**Document segment**
--- START ---

Feb. 2, 2004 -- There's more good news about a potential cancer vaccine that could specifically target each person's unique tumor.
The study is very preliminary -- involving mice -- but it is another step in a worldwide research effort aimed at developing a safe and effective cancer vaccine treatment.
Both cancerous and normal cells have many of the same identifying markers. So one of the challenges in creating a cancer vaccine has been figuring out how to launch an immune system attack against cancer cells and leaving normal ones unharmed, explain the researchers.
Unlike flu and other vaccines, cancer vaccines are not intended to be given to healthy people to prevent cancer. They are being developed to help sick patients bolster their immune system to better fight the cancer. The vaccines won't be available for at least a decade, researchers say.
In developing this cancer vaccine, the researchers looked at a gene that creates an enzyme that is found in 80% of human tumors. It is seen in limited amounts in normal cells.
They were able to create a vaccine targeting a specific part of this gene. In doing this, they were able to generate an immune response against the tumor -- without stimulating the immune system to attack normal cells.
This finding strongly suggests that targeting the specific part of this gene in cancer cells could be a new strategy toward cancer vaccine development, according to researcher David-Alexandre Gross, with the Institut National de la Sante et de la Recherche Medicale Unite in Cedex, France.
His study appears in the Feb. 2 issue of the Journal of Clinical Investigation.

--- END ---

Image-based grounding data
--- START ---

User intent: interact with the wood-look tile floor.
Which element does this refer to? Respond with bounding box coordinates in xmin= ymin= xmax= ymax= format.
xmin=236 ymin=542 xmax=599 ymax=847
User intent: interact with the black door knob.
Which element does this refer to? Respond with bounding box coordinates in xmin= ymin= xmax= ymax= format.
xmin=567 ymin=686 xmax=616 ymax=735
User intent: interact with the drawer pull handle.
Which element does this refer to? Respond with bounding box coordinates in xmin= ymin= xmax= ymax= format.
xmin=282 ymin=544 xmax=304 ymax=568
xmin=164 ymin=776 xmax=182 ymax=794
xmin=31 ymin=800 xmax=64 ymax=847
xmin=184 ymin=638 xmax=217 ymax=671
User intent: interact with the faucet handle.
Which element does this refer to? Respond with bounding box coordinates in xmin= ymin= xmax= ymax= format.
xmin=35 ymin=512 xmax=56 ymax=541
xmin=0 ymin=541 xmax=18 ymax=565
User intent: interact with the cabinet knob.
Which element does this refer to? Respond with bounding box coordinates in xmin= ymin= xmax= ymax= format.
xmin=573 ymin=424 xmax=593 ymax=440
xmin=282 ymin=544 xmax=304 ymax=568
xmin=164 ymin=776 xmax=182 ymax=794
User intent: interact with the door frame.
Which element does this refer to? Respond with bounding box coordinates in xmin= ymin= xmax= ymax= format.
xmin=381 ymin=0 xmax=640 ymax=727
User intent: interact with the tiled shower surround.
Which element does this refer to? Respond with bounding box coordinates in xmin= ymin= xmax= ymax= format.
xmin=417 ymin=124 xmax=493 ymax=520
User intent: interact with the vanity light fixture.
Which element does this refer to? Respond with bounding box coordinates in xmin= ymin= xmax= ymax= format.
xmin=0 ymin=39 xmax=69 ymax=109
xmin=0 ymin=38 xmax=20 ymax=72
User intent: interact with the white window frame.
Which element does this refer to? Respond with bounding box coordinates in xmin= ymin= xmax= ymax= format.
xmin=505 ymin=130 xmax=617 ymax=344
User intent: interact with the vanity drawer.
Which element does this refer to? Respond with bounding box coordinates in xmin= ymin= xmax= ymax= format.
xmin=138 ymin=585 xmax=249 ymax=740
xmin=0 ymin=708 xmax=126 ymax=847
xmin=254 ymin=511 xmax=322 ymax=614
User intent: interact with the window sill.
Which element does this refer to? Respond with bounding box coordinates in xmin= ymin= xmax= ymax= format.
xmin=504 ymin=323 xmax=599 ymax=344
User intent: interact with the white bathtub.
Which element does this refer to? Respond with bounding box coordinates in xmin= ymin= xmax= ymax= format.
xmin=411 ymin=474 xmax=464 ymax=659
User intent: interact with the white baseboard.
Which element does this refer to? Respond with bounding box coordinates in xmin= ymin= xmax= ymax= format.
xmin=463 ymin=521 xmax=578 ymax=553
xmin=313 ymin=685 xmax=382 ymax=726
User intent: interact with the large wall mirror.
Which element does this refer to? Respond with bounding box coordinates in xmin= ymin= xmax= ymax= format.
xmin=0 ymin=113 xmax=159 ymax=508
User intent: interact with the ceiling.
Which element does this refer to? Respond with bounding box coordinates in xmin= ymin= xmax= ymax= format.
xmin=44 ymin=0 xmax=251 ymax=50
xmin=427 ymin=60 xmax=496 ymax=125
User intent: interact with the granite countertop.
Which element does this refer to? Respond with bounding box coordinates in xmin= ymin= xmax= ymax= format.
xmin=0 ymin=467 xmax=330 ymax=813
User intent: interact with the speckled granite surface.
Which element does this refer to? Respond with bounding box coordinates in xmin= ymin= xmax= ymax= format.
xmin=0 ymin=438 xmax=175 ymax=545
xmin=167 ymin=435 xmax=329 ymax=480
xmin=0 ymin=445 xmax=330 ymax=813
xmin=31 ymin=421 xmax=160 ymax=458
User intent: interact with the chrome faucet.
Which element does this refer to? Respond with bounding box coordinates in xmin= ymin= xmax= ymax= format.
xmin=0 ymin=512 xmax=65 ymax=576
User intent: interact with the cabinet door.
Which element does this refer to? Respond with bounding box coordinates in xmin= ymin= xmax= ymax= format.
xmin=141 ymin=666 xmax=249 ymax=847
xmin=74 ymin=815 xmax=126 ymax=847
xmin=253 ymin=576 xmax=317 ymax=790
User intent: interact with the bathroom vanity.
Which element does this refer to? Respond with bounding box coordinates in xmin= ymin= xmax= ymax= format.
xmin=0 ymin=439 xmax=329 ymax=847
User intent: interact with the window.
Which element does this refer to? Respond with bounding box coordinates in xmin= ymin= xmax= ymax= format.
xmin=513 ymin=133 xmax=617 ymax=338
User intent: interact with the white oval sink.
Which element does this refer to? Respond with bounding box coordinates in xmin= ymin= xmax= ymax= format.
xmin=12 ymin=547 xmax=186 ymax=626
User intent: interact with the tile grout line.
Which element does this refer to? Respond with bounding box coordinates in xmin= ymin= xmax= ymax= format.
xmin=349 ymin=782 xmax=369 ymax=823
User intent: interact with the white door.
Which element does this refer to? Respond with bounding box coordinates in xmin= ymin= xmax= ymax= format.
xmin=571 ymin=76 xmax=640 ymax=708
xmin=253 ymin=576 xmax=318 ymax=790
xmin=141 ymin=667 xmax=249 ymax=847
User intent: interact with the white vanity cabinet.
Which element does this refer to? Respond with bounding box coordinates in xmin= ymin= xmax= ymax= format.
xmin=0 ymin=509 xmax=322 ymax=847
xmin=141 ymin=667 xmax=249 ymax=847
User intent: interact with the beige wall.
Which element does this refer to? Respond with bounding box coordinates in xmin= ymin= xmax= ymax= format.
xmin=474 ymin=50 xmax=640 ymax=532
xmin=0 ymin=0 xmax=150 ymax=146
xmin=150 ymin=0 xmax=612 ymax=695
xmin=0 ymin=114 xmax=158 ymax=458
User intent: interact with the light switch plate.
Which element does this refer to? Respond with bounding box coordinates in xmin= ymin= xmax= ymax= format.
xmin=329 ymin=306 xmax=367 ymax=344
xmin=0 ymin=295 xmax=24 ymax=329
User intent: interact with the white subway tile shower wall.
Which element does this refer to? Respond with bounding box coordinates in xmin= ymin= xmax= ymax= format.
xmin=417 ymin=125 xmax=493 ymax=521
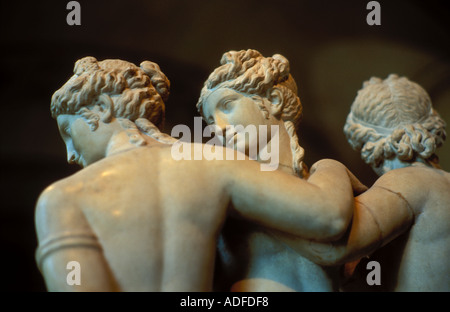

--- END ---

**Brief**
Restate the portion of the cancer vaccine report that opens with the words "Feb. 2, 2004" and closes with "cancer vaccine treatment.", substituting "rats" for "mice".

**Response to the exercise**
Feb. 2, 2004 -- There's more good news about a potential cancer vaccine that could specifically target each person's unique tumor.
The study is very preliminary -- involving rats -- but it is another step in a worldwide research effort aimed at developing a safe and effective cancer vaccine treatment.